#### [Extract]
--- Begin ---
Modern software is modular in nature, with specific functions being implemented in subroutines. To efficiently implement subroutine calls and returns, many modern processors employ circuits that implement (or emulate) a link stack. A link stack is a logical structure for storing link addresses that is visible only to the hardware and not directly accessible to the programmer. An instruction that calls (branches to) a subroutine, such as a branch and link instruction, “pushes” the address of the following instruction onto the link stack. Upon encountering a return-type instruction in the subroutine, the link stack is “popped” to yield the address of the instruction following the one that made the subroutine call. As subroutines call other subroutines, link addresses are successively pushed onto the link stack, and popped as the subroutines complete execution and return.
Most modern processors employ a pipelined architecture, where sequential instructions, each having multiple execution steps, are overlapped in execution. For maximum performance, the instructions should flow continuously through the pipeline. Any situation that causes instructions to stall in the pipeline detrimentally affects performance.
--- End ---
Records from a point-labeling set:
--- Begin ---
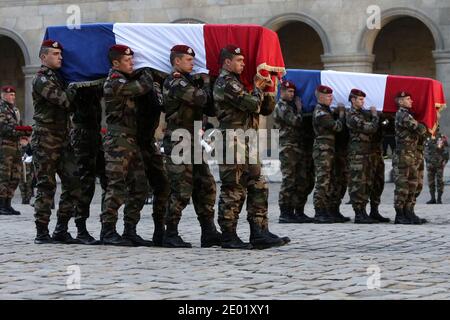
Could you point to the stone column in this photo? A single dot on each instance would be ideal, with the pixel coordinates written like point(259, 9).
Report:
point(29, 72)
point(442, 59)
point(357, 62)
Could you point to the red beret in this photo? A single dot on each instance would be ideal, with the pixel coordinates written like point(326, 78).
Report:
point(402, 94)
point(181, 48)
point(324, 89)
point(8, 89)
point(122, 49)
point(49, 43)
point(288, 85)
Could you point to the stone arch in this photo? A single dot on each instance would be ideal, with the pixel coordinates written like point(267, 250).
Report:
point(280, 21)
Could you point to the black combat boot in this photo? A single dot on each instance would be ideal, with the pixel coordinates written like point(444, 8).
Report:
point(8, 206)
point(439, 199)
point(42, 234)
point(83, 235)
point(337, 216)
point(210, 236)
point(322, 216)
point(301, 216)
point(375, 214)
point(158, 233)
point(287, 215)
point(261, 240)
point(433, 198)
point(400, 217)
point(129, 233)
point(172, 239)
point(60, 235)
point(109, 236)
point(230, 240)
point(361, 217)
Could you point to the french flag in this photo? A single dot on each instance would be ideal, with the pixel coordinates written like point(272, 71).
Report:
point(85, 55)
point(427, 94)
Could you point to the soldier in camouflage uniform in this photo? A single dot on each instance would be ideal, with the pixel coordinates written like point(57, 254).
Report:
point(436, 156)
point(239, 109)
point(407, 132)
point(288, 119)
point(325, 129)
point(185, 101)
point(361, 133)
point(50, 146)
point(125, 171)
point(10, 160)
point(155, 170)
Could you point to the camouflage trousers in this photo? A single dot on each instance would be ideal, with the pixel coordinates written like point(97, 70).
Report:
point(126, 180)
point(26, 181)
point(339, 179)
point(405, 177)
point(156, 173)
point(53, 155)
point(90, 161)
point(435, 178)
point(10, 167)
point(324, 169)
point(376, 177)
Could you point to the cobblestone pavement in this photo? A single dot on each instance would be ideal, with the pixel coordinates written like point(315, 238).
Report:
point(338, 261)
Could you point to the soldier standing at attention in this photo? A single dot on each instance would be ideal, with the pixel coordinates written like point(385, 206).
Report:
point(325, 129)
point(288, 119)
point(361, 133)
point(50, 145)
point(10, 158)
point(407, 132)
point(125, 173)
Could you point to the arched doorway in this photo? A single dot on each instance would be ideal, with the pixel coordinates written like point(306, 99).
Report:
point(11, 69)
point(404, 46)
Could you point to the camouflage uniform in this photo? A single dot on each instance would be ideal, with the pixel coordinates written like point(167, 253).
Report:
point(10, 159)
point(436, 156)
point(185, 101)
point(239, 109)
point(51, 149)
point(407, 132)
point(325, 129)
point(125, 171)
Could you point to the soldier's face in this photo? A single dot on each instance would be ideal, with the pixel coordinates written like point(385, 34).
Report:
point(185, 64)
point(53, 58)
point(125, 64)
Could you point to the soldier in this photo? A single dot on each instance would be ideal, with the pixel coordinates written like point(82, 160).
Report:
point(436, 156)
point(185, 101)
point(86, 141)
point(361, 132)
point(288, 119)
point(325, 129)
point(50, 145)
point(155, 170)
point(10, 160)
point(238, 109)
point(125, 171)
point(407, 132)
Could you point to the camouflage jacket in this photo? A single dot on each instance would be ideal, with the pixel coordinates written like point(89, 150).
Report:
point(51, 99)
point(185, 100)
point(361, 130)
point(235, 106)
point(436, 150)
point(325, 126)
point(407, 131)
point(120, 92)
point(288, 120)
point(8, 122)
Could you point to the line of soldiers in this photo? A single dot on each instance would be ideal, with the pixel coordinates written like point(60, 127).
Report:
point(66, 141)
point(347, 150)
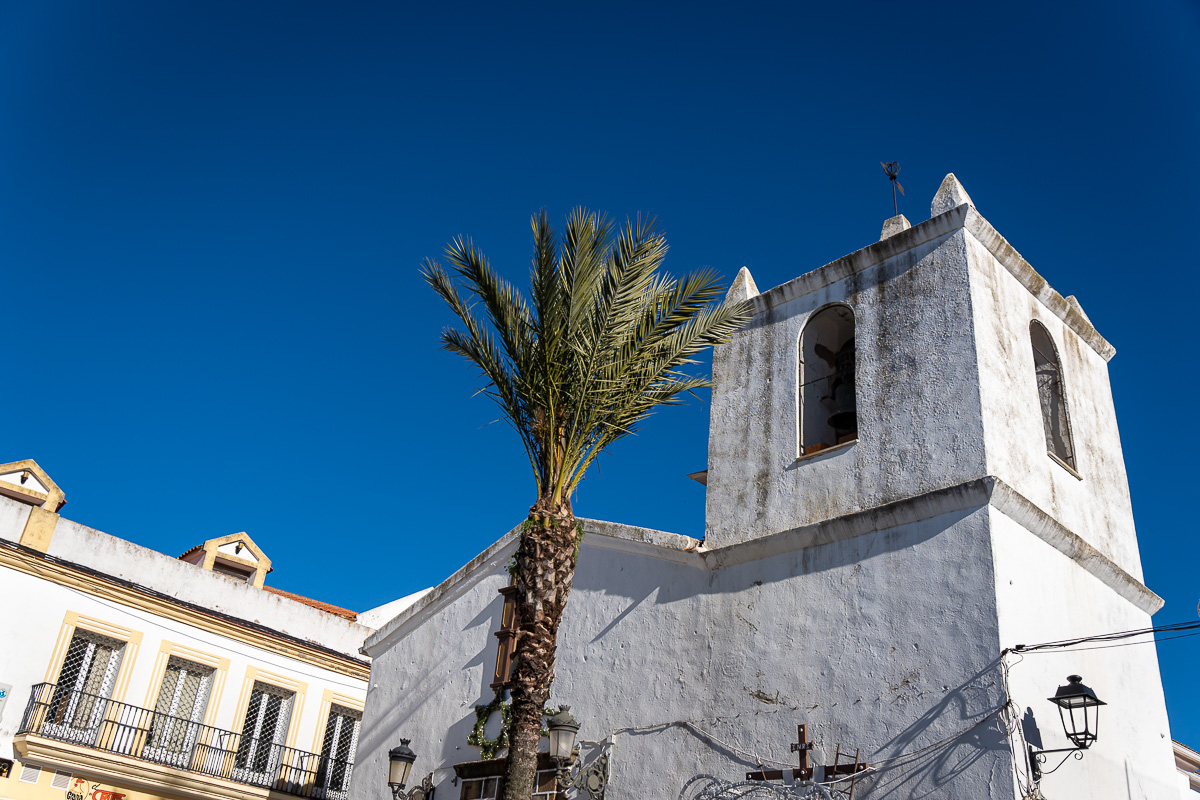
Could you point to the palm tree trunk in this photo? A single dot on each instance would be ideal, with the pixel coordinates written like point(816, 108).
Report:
point(545, 569)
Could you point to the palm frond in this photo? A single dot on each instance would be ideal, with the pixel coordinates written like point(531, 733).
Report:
point(605, 337)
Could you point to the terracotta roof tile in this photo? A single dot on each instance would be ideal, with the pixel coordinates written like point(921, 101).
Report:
point(315, 603)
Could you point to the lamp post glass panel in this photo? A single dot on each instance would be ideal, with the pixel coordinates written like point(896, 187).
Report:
point(1079, 710)
point(563, 728)
point(400, 764)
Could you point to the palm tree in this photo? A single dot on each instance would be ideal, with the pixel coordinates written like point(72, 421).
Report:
point(603, 338)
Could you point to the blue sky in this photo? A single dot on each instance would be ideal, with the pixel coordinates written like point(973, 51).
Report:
point(213, 214)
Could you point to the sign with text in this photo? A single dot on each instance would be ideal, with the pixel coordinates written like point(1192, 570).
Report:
point(81, 791)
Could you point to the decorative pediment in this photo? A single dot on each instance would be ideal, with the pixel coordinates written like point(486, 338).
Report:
point(27, 482)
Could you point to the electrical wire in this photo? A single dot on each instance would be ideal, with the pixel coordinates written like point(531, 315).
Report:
point(1108, 637)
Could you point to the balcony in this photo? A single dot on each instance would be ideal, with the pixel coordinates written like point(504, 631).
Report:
point(97, 723)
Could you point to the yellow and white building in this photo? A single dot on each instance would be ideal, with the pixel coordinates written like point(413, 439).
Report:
point(129, 674)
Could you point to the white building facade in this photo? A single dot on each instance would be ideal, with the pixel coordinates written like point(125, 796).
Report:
point(913, 468)
point(136, 674)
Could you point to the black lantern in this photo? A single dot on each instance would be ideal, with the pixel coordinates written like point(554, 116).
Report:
point(1079, 710)
point(563, 728)
point(400, 764)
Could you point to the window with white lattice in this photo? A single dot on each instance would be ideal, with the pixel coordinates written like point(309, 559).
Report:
point(85, 683)
point(339, 747)
point(180, 707)
point(264, 731)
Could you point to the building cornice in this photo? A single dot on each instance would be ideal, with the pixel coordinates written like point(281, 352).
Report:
point(125, 593)
point(964, 217)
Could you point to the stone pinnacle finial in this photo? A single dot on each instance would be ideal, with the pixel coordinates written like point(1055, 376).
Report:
point(743, 287)
point(949, 194)
point(894, 226)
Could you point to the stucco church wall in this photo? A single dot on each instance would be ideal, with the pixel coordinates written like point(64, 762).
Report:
point(916, 368)
point(1045, 596)
point(882, 642)
point(1096, 507)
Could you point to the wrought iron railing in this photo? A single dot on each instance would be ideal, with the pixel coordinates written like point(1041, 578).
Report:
point(97, 722)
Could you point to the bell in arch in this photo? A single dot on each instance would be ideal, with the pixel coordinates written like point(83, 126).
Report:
point(841, 390)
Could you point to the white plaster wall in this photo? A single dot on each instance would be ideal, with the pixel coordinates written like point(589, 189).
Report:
point(36, 612)
point(1096, 507)
point(918, 401)
point(882, 642)
point(12, 518)
point(143, 566)
point(1044, 596)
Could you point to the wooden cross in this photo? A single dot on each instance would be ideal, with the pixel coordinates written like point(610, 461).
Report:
point(803, 746)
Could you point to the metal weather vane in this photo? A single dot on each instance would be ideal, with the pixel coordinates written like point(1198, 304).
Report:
point(893, 168)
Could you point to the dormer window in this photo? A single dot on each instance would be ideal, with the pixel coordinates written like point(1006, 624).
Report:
point(233, 570)
point(235, 557)
point(828, 402)
point(1051, 396)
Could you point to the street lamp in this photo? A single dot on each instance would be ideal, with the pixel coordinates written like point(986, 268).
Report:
point(1080, 713)
point(400, 764)
point(570, 773)
point(1079, 710)
point(563, 728)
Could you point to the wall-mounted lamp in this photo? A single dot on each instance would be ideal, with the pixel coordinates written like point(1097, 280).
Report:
point(400, 764)
point(594, 777)
point(563, 728)
point(1080, 713)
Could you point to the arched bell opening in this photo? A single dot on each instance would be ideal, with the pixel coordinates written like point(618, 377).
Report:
point(1051, 395)
point(828, 401)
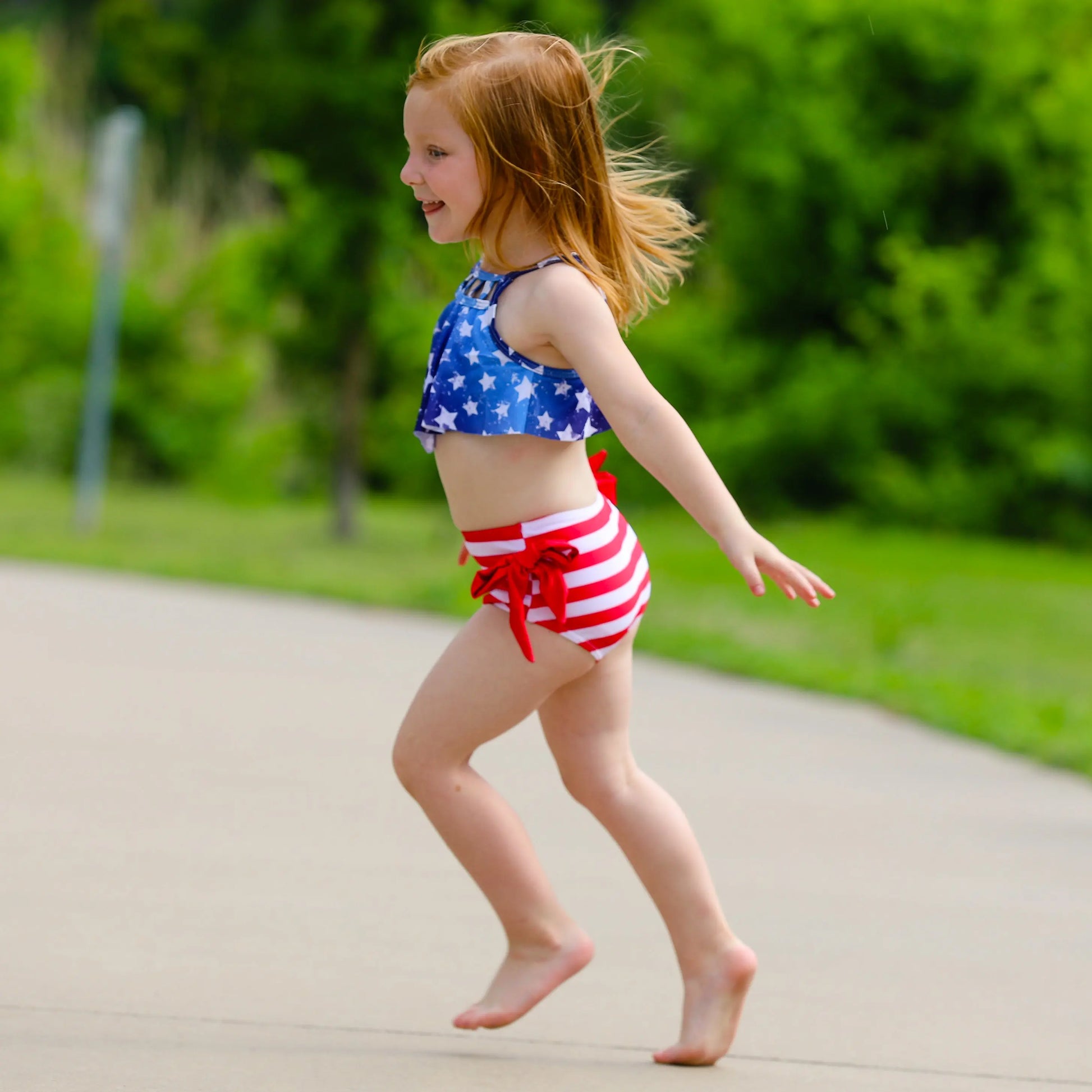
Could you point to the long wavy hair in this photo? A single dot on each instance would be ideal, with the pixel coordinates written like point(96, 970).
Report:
point(532, 105)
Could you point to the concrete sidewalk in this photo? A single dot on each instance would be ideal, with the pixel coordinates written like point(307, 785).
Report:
point(211, 879)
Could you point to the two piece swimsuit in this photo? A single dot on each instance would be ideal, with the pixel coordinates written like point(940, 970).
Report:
point(581, 572)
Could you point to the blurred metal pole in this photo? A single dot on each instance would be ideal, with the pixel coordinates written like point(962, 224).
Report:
point(115, 161)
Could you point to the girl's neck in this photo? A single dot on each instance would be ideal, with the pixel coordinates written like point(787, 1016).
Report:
point(524, 247)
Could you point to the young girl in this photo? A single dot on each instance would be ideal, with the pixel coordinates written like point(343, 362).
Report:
point(507, 148)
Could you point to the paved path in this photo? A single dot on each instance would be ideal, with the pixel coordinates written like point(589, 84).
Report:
point(210, 878)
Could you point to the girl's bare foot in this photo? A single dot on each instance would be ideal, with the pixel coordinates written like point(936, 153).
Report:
point(711, 1010)
point(525, 978)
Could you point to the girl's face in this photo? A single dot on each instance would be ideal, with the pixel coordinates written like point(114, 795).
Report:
point(442, 167)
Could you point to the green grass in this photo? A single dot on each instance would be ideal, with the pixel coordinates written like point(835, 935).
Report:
point(984, 638)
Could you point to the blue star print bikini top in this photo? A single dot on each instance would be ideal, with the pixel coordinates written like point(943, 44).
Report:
point(479, 384)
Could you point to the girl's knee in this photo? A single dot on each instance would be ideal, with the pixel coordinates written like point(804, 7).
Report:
point(599, 788)
point(417, 765)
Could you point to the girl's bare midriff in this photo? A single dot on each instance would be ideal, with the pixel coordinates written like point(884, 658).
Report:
point(494, 481)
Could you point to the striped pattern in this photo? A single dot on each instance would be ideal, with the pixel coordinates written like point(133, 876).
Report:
point(608, 585)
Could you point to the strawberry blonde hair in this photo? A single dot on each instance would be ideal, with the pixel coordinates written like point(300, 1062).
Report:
point(532, 106)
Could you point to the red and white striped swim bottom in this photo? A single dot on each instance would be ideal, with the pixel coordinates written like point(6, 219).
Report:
point(581, 573)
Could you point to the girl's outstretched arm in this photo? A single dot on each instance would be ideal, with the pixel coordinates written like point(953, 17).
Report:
point(577, 322)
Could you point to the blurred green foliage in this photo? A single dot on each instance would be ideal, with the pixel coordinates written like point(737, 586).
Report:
point(888, 320)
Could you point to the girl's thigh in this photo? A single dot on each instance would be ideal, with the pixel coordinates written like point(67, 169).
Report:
point(483, 685)
point(586, 721)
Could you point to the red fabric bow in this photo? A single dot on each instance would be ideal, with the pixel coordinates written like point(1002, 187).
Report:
point(545, 558)
point(607, 483)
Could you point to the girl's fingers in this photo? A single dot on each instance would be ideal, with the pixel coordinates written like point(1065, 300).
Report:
point(794, 576)
point(819, 582)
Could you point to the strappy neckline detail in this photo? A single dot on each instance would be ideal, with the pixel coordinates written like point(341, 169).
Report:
point(486, 276)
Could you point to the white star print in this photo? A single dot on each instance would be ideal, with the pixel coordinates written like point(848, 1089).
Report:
point(447, 420)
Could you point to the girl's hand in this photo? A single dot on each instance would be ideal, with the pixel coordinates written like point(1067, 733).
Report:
point(754, 555)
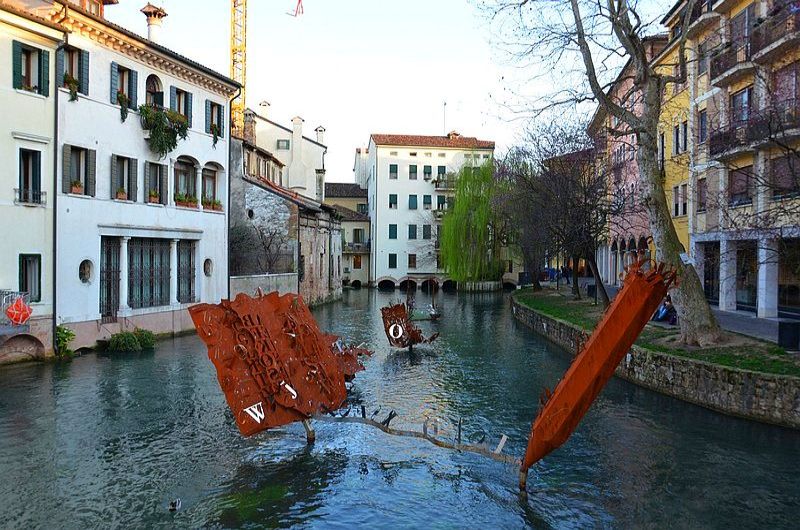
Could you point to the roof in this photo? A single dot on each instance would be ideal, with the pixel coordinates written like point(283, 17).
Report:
point(287, 129)
point(30, 16)
point(146, 42)
point(347, 214)
point(452, 140)
point(344, 189)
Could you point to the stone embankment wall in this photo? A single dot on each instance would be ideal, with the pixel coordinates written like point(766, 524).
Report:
point(762, 397)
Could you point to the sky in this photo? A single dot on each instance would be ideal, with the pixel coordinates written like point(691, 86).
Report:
point(356, 67)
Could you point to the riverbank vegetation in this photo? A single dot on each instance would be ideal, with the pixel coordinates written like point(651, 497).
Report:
point(733, 350)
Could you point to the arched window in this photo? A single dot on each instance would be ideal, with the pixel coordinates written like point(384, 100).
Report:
point(155, 92)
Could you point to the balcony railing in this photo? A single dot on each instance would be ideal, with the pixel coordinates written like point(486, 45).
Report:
point(7, 298)
point(732, 56)
point(782, 24)
point(29, 196)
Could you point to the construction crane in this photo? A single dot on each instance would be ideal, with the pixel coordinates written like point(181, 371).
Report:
point(239, 59)
point(238, 62)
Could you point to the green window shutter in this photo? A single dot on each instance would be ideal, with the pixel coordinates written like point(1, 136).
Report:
point(16, 58)
point(66, 159)
point(84, 67)
point(60, 53)
point(114, 82)
point(133, 191)
point(164, 185)
point(91, 172)
point(44, 73)
point(133, 89)
point(114, 181)
point(189, 109)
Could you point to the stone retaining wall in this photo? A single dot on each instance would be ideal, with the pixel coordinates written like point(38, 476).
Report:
point(762, 397)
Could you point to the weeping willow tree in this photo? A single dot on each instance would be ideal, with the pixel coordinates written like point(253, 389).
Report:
point(472, 232)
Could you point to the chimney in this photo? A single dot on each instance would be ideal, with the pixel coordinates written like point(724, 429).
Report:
point(320, 134)
point(154, 17)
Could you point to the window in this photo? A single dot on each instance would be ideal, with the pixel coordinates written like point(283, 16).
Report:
point(209, 184)
point(702, 127)
point(740, 107)
point(123, 178)
point(215, 118)
point(702, 192)
point(181, 102)
point(685, 136)
point(31, 67)
point(184, 180)
point(155, 91)
point(148, 272)
point(684, 199)
point(186, 272)
point(30, 276)
point(739, 181)
point(30, 177)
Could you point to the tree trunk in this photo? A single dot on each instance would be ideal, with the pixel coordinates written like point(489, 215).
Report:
point(697, 322)
point(598, 282)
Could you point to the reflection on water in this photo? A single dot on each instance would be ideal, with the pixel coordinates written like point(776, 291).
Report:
point(109, 440)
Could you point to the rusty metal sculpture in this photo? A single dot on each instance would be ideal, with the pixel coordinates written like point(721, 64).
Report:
point(401, 332)
point(273, 363)
point(591, 369)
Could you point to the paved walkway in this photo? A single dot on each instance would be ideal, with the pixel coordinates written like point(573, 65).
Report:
point(742, 322)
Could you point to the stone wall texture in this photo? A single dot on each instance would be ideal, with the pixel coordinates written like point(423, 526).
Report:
point(762, 397)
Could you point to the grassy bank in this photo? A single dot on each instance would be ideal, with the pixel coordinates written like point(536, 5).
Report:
point(736, 351)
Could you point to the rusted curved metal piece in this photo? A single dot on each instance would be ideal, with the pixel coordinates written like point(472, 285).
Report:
point(273, 363)
point(591, 369)
point(399, 328)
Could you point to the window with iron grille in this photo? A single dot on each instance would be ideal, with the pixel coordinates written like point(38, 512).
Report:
point(148, 272)
point(186, 272)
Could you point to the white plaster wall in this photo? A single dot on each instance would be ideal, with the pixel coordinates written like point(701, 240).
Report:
point(93, 122)
point(381, 186)
point(27, 122)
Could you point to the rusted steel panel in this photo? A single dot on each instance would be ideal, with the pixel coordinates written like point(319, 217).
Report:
point(399, 329)
point(591, 369)
point(273, 363)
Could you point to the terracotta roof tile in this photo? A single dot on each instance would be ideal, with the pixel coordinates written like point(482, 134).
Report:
point(452, 140)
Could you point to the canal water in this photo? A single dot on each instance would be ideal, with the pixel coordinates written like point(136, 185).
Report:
point(108, 440)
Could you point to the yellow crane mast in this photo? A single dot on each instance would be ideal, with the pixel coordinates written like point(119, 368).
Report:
point(238, 62)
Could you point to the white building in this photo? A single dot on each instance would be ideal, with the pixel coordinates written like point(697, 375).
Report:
point(303, 157)
point(27, 86)
point(410, 182)
point(140, 237)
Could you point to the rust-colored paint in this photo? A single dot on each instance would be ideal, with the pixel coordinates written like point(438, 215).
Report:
point(401, 332)
point(591, 369)
point(273, 363)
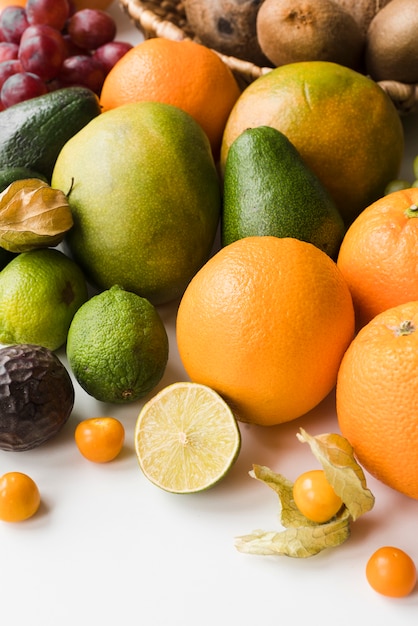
--- End ---
#### [Task list]
a) Answer these from the passage on link stacks and processor pipelines:
(i) What address does a branch and link instruction push onto the link stack?
(ii) To what is the link stack visible?
(iii) In a pipelined architecture, how are sequential instructions handled in execution?
b) Translate this sentence from the passage on link stacks into Spanish: "For maximum performance, the instructions should flow continuously through the pipeline."
c) Please write the next few sentences of the passage on link stacks and processor pipelines, picking up after its final sentence.

#### [Results for each task]
a)
(i) The address of the following instruction.
(ii) Only to the hardware; it is not directly accessible to the programmer.
(iii) They are overlapped in execution.

b) Para obtener el máximo rendimiento, las instrucciones deben fluir de forma continua a través de la canalización.

c)
Virtually all real-world programs include conditional branch instructions, the actual branching behavior of which is not known until the instruction is evaluated deep in the pipeline. To avoid pipeline stalls that would result from waiting for actual evaluation of each branch instruction, many modern processors employ some form of branch prediction, whereby the branching behavior of conditional branch instructions is predicted early in the pipeline. Based on the predicted branch evaluation, the processor speculatively fetches and executes instructions from a predicted address—either the branch target address (if the branch is predicted taken) or the next sequential address after the branch instruction (if the branch is predicted not taken). When the actual branch behavior is determined, if the branch was mispredicted, the speculatively fetched instructions are flushed from the pipeline, and new instructions are fetched from the correct next address. Mispredicted branches adversely impact both performance and power consumption.
Another consequence of mispredicted branches may be corruption of the link stack. If speculatively executed instructions following a mispredicted branch include a subroutine return and subsequent call, a valid link address will be popped from the link stack and a new link address pushed onto the stack. Depending on the link stack hardware implementation, erroneously popping the link stack may not itself have adverse consequences, as popping the stack merely moves a read pointer; the data remain in the link stack buffer. Subsequently erroneously pushing a new value onto the link stack, however, may overwrite the previous value. When the branch misprediction is detected and the proper instruction stream is fetched and executed, a subroutine return will transfer control to the wrong location if the link stack corruption is not detected and repaired.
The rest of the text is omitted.